→ **What the task asks**
Retype everything in the listing, leaving each line exactly as it is.

(Raw records)
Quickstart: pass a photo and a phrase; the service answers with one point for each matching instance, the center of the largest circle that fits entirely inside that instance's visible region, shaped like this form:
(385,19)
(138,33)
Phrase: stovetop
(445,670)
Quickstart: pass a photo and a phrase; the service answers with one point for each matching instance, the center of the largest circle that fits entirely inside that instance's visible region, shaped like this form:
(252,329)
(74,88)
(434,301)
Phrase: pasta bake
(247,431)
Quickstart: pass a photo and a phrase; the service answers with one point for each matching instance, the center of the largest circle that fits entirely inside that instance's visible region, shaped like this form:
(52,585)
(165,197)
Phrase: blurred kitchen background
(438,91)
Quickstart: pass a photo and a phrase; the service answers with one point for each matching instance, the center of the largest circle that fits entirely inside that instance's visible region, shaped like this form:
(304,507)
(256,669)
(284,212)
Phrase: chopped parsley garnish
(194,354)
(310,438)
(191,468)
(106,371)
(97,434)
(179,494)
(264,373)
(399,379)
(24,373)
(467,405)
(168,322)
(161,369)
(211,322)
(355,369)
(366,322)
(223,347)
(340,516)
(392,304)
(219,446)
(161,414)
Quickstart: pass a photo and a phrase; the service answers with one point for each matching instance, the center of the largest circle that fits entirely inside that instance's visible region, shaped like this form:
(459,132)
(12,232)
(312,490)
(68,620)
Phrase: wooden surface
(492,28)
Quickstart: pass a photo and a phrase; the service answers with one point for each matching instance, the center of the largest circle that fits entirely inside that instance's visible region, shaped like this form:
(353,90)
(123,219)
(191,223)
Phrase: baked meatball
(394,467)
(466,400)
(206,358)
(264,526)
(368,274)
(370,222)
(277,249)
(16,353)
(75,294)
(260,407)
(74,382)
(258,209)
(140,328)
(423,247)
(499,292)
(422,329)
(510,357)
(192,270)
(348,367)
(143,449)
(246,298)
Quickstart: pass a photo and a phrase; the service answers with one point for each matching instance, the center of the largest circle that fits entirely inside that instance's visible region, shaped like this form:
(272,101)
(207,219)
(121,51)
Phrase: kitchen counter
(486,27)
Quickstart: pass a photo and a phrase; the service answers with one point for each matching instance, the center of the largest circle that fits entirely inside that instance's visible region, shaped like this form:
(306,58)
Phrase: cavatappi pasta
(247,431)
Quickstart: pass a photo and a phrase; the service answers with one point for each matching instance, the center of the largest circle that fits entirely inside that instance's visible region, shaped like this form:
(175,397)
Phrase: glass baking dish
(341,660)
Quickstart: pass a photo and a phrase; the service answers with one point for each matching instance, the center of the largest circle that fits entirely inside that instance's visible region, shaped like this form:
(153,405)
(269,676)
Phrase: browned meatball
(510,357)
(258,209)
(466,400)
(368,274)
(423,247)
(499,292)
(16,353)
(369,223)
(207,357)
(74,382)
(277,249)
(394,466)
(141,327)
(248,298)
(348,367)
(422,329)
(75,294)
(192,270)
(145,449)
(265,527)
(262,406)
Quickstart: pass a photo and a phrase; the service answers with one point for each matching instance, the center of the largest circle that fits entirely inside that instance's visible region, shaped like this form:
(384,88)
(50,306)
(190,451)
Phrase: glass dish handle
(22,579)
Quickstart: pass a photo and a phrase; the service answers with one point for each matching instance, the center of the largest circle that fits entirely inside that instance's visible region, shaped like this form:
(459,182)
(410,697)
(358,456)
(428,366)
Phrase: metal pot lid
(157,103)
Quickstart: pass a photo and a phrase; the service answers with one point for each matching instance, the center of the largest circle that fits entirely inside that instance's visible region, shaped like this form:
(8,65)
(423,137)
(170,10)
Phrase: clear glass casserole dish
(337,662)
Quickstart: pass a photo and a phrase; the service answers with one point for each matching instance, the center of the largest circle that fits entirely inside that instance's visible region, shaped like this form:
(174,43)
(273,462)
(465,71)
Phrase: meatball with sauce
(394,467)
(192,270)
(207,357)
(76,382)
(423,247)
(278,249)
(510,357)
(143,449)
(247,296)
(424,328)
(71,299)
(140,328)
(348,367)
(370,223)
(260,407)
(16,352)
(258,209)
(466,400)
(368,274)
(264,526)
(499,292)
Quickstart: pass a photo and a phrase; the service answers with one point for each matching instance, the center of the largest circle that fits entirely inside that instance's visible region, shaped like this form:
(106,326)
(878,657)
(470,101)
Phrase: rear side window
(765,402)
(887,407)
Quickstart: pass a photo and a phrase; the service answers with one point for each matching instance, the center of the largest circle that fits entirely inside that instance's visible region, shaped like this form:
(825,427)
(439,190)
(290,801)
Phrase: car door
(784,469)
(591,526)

→ **Exercise result**
Quickstart: pass a photo and a phrase; the service answers with one point for each matching instance, the center of the largest circle that fits entirely inside that instance's visible region, shaped like this form:
(385,19)
(138,33)
Phrase: stovetop
(445,670)
Quickstart: pass a photo and a phrase; the service answers with one point for each matching instance, the center of the largest circle that fits entirely inside that instance's visible region, shaped like this form:
(252,329)
(74,88)
(434,301)
Phrase: pasta bake
(247,431)
Quickstart: pass a photo and a phrase; the service answers with one point for each matching instance, the center of the largest circle that fits entirely inside that instance's visible region, shaped like this form:
(52,585)
(165,197)
Phrase: blurred kitchen background
(438,91)
Quickstart: pass a photo and a phrase; the service answers with one point for each matching instance, the center of the largest circle that fits entirely inside that instance's visible region, shaped like this form:
(304,507)
(256,669)
(284,212)
Phrase: chopped parsley garnish
(194,354)
(310,438)
(191,468)
(106,371)
(97,434)
(179,494)
(264,373)
(399,379)
(24,373)
(467,405)
(168,322)
(161,369)
(211,322)
(355,369)
(366,322)
(223,347)
(340,516)
(392,304)
(219,446)
(161,414)
Quickstart: pass a photo and a phrase; the service answers with one point for each matching instance, the center of the largest circle that fits entirely inside that instance's visible region, shaped like this form:
(459,132)
(12,232)
(312,490)
(68,620)
Phrase: wooden surface
(492,28)
Quickstart: pass a photo and a phrase; the service answers with one point for each matching instance, the center of the largest circle that fits entirely inside that instance's visible region, shaped like this form:
(353,90)
(123,219)
(191,223)
Phrase: baked meatball
(394,467)
(466,400)
(206,358)
(264,526)
(368,274)
(370,222)
(277,249)
(16,353)
(75,294)
(260,407)
(74,382)
(258,209)
(140,328)
(423,247)
(499,292)
(422,329)
(510,357)
(192,270)
(348,367)
(143,449)
(246,298)
Quickstart: pass a photo and a phrase; the service answers with one point for each matching instance, the center of the largest circle that fits entirely inside that instance's visible region, shaped like this form:
(272,101)
(207,219)
(121,51)
Phrase: kitchen counter
(486,27)
Quickstart: pass a photo and a phrase; the service answers with one point for each matching instance, the center of the largest circle that fits entirely inside that instance's visible region, shaped like this form:
(306,58)
Phrase: cavatappi pasta
(247,431)
Quickstart: pass a photo and a phrase; the service answers with one point for each matching instance, the center of the largest circle that fits entirely inside that instance's visible region, shaped like this form:
(175,397)
Phrase: glass baking dish
(341,660)
Quickstart: pass a photo and a phrase; the service answers with one point for each matching instance, the center of the largest circle that fits entirely inside that instance's visible region, shaped like this form:
(153,405)
(269,676)
Phrase: browned meatball
(510,357)
(258,209)
(466,400)
(368,274)
(423,247)
(499,292)
(16,353)
(369,223)
(207,357)
(74,382)
(277,249)
(394,466)
(141,327)
(248,298)
(348,367)
(422,329)
(75,294)
(192,270)
(145,449)
(265,527)
(262,406)
Quickstart: pass a photo and a phrase; the service answers with one point for each matching instance, the center of the largest circle that fits entirely inside that instance's visible region, shaped like this form:
(384,88)
(50,306)
(190,451)
Phrase: glass dish handle
(22,579)
Quickstart: pass a photo and a phrase; the service answers with one point for each matching instance, the center of the largest circle that fits entirely inside that instance's visible region, shaped like this form:
(459,182)
(410,697)
(358,456)
(428,366)
Phrase: metal pot lid
(157,103)
Quickstart: pass a photo and a phrase; the service answers with one point for each matching instance, the center of the largest circle that fits entirely inside that instance's visible region, shaped like this form:
(8,65)
(423,137)
(170,10)
Phrase: clear glass casserole dish
(337,662)
Quickstart: pass a photo and a phrase; the service answers with one point for each matching instance, the center of the largest circle that fits entirely inside that instance's visible region, shaped like this form:
(174,43)
(273,462)
(465,71)
Phrase: meatball with sauce
(394,467)
(192,270)
(207,357)
(76,382)
(423,247)
(278,249)
(510,357)
(143,449)
(247,296)
(424,328)
(71,299)
(140,328)
(348,367)
(370,223)
(260,407)
(16,352)
(258,209)
(466,400)
(368,274)
(264,526)
(499,292)
Quickstart: pass a photo and a phrase; the service answers with one point for each matching instance, the center of the largest circle that fits entirely inside that instance's visible region, shaped like this form:
(106,326)
(878,657)
(470,101)
Phrase: rear side window
(765,402)
(887,407)
Quickstart: pass a photo and a phrase; the service answers with one point for each matching instance, the center of the largest circle that fits entirely inside that instance's visible region, shaped like this form:
(825,427)
(439,190)
(290,801)
Phrase: car door
(784,469)
(591,526)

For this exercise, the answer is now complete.